SHORT TASK: List each line of the records below that contains the word "every", copying those lines in full.

ENTRIES:
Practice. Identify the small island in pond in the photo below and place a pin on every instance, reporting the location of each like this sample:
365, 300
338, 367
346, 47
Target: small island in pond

* * *

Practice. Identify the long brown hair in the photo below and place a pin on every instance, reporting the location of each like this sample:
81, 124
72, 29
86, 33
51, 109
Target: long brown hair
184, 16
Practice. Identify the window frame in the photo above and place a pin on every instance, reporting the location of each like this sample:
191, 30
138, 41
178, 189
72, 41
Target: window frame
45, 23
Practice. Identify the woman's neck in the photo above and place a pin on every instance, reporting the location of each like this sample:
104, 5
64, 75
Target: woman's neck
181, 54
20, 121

RESULT:
Practice. Identify the small island in pond in the photo below and place a pin on every instance, reporting the location of each like this sample:
Practice. Identify the long brown hair in the photo below and place a pin on every instance, reporting the location of each like this sample:
Practice. Identify the window frame in the photo above and place a pin on every instance, reporting the location of each like this sample:
Practice. Identify the woman's neck in the photo above and place a pin on every instance, reporting the location of each like this sample:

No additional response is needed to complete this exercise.